- The problem -
All entries should be copied exactly, none left out.

- Stored items -
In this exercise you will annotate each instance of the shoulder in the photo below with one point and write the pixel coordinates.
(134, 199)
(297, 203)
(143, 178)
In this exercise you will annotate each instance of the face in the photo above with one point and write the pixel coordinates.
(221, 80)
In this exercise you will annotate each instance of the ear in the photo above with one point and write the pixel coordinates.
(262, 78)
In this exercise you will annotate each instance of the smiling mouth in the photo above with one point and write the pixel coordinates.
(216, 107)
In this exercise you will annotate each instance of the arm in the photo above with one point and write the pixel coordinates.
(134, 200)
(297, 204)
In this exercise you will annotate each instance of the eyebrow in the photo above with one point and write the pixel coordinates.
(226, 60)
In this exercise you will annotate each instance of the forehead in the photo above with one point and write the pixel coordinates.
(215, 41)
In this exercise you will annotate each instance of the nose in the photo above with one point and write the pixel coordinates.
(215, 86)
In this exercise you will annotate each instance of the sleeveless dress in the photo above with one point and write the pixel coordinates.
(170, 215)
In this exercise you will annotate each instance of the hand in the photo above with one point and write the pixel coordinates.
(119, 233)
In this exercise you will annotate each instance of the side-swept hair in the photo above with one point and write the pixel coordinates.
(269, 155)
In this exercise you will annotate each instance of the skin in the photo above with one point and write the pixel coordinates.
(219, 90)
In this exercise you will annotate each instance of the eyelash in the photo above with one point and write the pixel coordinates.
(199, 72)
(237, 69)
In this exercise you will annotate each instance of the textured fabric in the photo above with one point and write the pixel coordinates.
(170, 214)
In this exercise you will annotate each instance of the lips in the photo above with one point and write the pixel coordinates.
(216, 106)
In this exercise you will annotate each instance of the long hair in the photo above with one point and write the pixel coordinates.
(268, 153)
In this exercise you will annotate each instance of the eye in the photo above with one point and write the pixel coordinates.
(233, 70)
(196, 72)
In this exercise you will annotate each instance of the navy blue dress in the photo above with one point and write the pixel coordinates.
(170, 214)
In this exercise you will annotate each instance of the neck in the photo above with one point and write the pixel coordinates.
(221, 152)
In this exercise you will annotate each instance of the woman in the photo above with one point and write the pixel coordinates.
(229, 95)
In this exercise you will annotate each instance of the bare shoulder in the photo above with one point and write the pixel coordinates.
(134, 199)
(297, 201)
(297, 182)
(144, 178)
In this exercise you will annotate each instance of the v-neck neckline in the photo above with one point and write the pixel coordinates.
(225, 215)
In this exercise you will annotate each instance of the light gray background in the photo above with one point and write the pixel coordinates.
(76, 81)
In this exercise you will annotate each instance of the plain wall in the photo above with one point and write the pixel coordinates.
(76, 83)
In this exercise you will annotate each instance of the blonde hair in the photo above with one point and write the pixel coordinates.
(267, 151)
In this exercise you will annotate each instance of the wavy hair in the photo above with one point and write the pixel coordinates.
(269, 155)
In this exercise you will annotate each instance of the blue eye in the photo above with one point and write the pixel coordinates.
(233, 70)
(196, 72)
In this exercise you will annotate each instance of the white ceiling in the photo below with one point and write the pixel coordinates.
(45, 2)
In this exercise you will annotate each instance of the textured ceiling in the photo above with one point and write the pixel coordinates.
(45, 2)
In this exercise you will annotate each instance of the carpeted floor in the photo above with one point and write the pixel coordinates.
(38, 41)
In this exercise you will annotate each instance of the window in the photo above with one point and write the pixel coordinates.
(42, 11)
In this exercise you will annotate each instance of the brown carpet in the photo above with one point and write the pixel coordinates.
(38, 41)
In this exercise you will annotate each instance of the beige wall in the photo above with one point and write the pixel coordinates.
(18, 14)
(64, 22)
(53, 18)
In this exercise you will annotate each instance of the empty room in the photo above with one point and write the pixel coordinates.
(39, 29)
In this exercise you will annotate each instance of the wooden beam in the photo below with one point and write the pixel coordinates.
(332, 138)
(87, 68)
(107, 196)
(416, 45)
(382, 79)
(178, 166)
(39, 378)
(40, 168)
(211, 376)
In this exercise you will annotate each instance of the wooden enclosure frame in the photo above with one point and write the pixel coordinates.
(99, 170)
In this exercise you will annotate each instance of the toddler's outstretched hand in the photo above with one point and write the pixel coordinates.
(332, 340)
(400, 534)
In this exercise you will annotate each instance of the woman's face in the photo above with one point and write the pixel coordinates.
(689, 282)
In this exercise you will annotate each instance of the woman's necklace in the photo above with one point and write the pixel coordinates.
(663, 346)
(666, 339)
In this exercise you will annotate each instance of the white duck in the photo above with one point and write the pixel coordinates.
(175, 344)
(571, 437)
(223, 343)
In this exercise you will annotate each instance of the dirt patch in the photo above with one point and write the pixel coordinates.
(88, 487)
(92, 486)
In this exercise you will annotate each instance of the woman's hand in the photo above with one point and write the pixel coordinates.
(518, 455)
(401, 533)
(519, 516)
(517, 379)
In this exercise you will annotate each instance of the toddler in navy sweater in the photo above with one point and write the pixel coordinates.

- Task output -
In this exercise you will annotate each instance of the shoulder in the photo below with one point and write the pixel coordinates.
(134, 199)
(297, 203)
(143, 178)
In this exercise you will annotate each instance of the face in the photo above with one point and write the pixel coordinates.
(221, 80)
In this exercise you will annotate each instance of the ear in the photo above with one point and write the pixel coordinates.
(262, 78)
In this exercise you will annotate each instance of the smiling mouth in the photo above with one point and write the pixel coordinates.
(216, 107)
In this exercise you will annotate each instance of the arm in the photo above with one point and write the pixel coordinates.
(134, 200)
(297, 204)
In this exercise you will annotate each instance of the eyebrow in the photo above with one point and write the pixel coordinates.
(226, 60)
In this exercise you will annotate each instance of the forehead in the photo above with one point and write the pixel coordinates.
(215, 41)
In this exercise you will annotate each instance of the nose in the photo above with one point and write the pixel coordinates.
(215, 86)
In this exercise you will annotate each instance of the sleeveless dress in the photo above with one point and write the pixel coordinates.
(170, 215)
In this exercise you will annotate each instance of the hand in the photo above with one point and write the pixel coordinates.
(119, 233)
In this exercise you will annotate each instance of the side-swept hair in the photo above with one point and write the pixel coordinates.
(269, 155)
In this exercise you will annotate each instance of the skin in the photo above with one point and write the pixel coordinates.
(219, 90)
In this exercise you will annotate each instance of the eyelash in the photo above with one point and write the pixel coordinates.
(199, 72)
(237, 69)
In this exercise you will annotate each instance of the textured fabric in the photo above with one point and write the pixel coordinates.
(170, 214)
In this exercise you will annotate each instance of the lips in the photo above with one point and write the pixel coordinates.
(216, 106)
In this exercise you will annotate each instance of the long hair in the photo above with one point and write the pixel coordinates.
(268, 153)
In this exercise you will annotate each instance of the eye in the photo above with one point and write the pixel coordinates.
(233, 70)
(196, 72)
In this exercise you will annotate each instance of the navy blue dress in the photo above with one point and write the pixel coordinates.
(170, 214)
In this exercise you will annotate each instance of the neck in the photo above with one point and write the pixel coordinates.
(221, 152)
In this exercise you will annotate each instance of the woman in the photo above with one point and write the pixel coordinates.
(229, 95)
In this exercise you will annotate each instance of the bare shoulder in the photo above with one point and write the pixel coordinates.
(134, 199)
(297, 201)
(297, 182)
(144, 178)
In this exercise you will annotate each instance of the v-neck neckline in the photo above with one point and write the pixel coordinates.
(225, 215)
In this exercise you will annotate each instance of the light gray background in the photo above with one point and write the pixel coordinates.
(76, 81)
In this exercise you will annotate each instance of the plain wall in the photo above with one point and write the pixel coordinates.
(76, 83)
In this exercise you will annotate each instance of the blonde hair in the photo above with one point and write the pixel coordinates.
(267, 151)
In this exercise you will annotate each instance of the wavy hair in the photo above with one point and write the pixel coordinates.
(269, 155)
In this exercise you will annotate each instance of the blue eye in the photo above with one point and write the pixel coordinates.
(233, 70)
(196, 72)
In this exercise you will annotate each instance of the white ceiling in the photo below with one point and write the pixel coordinates.
(45, 2)
In this exercise you will annotate each instance of the textured ceiling in the photo above with one point and write the pixel coordinates.
(45, 2)
In this exercise you will annotate each instance of the carpeted floor in the photo above with one point and write the pixel coordinates.
(38, 41)
In this exercise you will annotate each instance of the window in the photo above with one point and write the pixel coordinates.
(42, 11)
In this exercise you will annotate each instance of the brown carpet in the photo above with one point and write the pixel coordinates.
(38, 41)
In this exercise you will annotate each instance of the beige wall in the photo above with one point and write the pixel coordinates.
(18, 14)
(64, 22)
(53, 18)
In this exercise you will annotate each instance of the empty room in the photo above with one point and write the pixel coordinates.
(39, 29)
In this exercise you will annotate each instance of the wooden beam in the photo below with one point and write the pixel coordinates.
(332, 138)
(87, 68)
(107, 196)
(416, 45)
(382, 79)
(178, 166)
(39, 378)
(40, 168)
(211, 376)
In this exercise you will annotate each instance of the wooden enclosure frame in the photo above with one point and write the pixel coordinates.
(99, 170)
In this exercise you will annotate each instance of the toddler's outstretched hand in the photo above with one point and write the pixel coordinates.
(332, 340)
(400, 534)
In this exercise you will annotate each instance of the woman's face in the photo above with one point and write the pixel coordinates.
(689, 282)
In this exercise you will annotate each instance of the woman's necklace in the photo above with one point and write the pixel coordinates.
(663, 346)
(666, 339)
In this exercise you will annotate each instance of the white duck in the photo above with one point and write the pixel coordinates.
(175, 344)
(571, 437)
(223, 343)
In this exercise you will annotate each instance of the dirt patch in the photo above with one point and write the pixel coordinates.
(88, 487)
(92, 486)
In this exercise you will annotate each instance of the woman's hand in the photo above with one point and write the pixel coordinates.
(518, 455)
(401, 533)
(519, 516)
(517, 379)
In this exercise you will annotate each instance of the toddler in navy sweater in the photo above with one point and write the pixel coordinates.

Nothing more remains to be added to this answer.